--- start Given records ---
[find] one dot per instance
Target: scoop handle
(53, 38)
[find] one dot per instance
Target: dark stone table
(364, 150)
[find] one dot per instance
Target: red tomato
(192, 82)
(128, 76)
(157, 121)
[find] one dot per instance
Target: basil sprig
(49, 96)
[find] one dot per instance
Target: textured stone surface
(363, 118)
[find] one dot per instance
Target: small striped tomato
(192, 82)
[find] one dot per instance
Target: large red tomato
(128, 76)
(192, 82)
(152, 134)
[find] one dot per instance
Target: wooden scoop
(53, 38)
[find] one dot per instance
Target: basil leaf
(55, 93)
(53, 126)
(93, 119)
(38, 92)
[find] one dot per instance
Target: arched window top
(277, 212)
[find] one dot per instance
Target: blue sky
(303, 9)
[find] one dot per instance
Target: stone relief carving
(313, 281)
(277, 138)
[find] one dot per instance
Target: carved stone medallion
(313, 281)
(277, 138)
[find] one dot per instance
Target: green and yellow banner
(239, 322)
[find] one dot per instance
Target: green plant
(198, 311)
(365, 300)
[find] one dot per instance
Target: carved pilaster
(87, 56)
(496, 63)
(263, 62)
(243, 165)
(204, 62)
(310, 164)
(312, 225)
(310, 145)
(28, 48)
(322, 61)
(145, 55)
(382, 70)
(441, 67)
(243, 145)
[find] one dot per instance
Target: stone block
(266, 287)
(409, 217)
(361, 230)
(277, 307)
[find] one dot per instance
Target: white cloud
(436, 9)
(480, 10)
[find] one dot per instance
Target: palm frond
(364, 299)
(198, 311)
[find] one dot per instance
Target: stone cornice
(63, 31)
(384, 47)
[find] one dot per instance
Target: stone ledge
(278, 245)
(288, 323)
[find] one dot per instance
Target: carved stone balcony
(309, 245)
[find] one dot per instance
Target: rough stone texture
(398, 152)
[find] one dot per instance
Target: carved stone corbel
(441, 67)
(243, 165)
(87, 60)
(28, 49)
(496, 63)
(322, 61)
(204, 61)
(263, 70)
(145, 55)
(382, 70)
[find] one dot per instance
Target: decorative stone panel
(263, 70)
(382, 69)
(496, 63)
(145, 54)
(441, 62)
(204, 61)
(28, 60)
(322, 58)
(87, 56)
--- end Given records ---
* **Problem to work on**
Repeat the material from above exactly, word for word.

* **Answer to the task**
[find] one dot per instance
Target: scoop handle
(53, 38)
[find] one dot per instance
Target: dark stone table
(364, 150)
[find] one dot per instance
Target: red tomato
(192, 82)
(128, 76)
(157, 121)
[find] one dot per instance
Target: basil sprig
(49, 96)
[find] one dot per instance
Target: textured stone surface
(363, 118)
[find] one dot per instance
Target: small striped tomato
(192, 82)
[find] one dot per instance
Target: large red tomato
(128, 76)
(192, 82)
(152, 134)
[find] one dot per instance
Target: wooden scoop
(53, 38)
[find] one dot per instance
Target: basil leaf
(55, 93)
(53, 126)
(93, 119)
(38, 92)
[find] one dot per instance
Target: arched window top
(277, 212)
[find] one dot per instance
Target: blue sky
(303, 9)
[find] one dot per instance
Target: stone relief carving
(313, 281)
(277, 138)
[find] one dot per instance
Target: carved stone medallion
(313, 281)
(277, 138)
[find] one dot per instance
Target: green and yellow banner
(239, 322)
[find] one dot per instance
Target: green plant
(198, 311)
(365, 300)
[find] one dot per instance
Target: carved pilaster
(87, 56)
(496, 63)
(263, 62)
(243, 165)
(204, 62)
(310, 164)
(312, 225)
(310, 145)
(28, 48)
(322, 61)
(145, 55)
(382, 70)
(441, 67)
(243, 145)
[find] one dot per instance
Target: stone block
(266, 287)
(409, 217)
(361, 230)
(277, 307)
[find] one dot per instance
Target: white cloud
(436, 9)
(480, 10)
[find] one dot per instance
Target: palm frond
(364, 299)
(198, 311)
[find] one dot per instance
Target: stone cornice
(63, 31)
(384, 47)
[find] one dot per instance
Target: stone ledge
(278, 245)
(288, 323)
[find] one dot per instance
Target: carved stone balcony
(309, 245)
[find] one dot per instance
Target: rough stone texture
(398, 152)
[find] one dot per instance
Target: carved stone corbel
(441, 67)
(243, 165)
(87, 60)
(28, 49)
(496, 63)
(322, 61)
(204, 61)
(263, 70)
(145, 55)
(382, 70)
[find] one dot per instance
Target: decorative stone panel
(263, 70)
(382, 69)
(496, 63)
(145, 54)
(441, 62)
(204, 61)
(28, 60)
(322, 58)
(87, 56)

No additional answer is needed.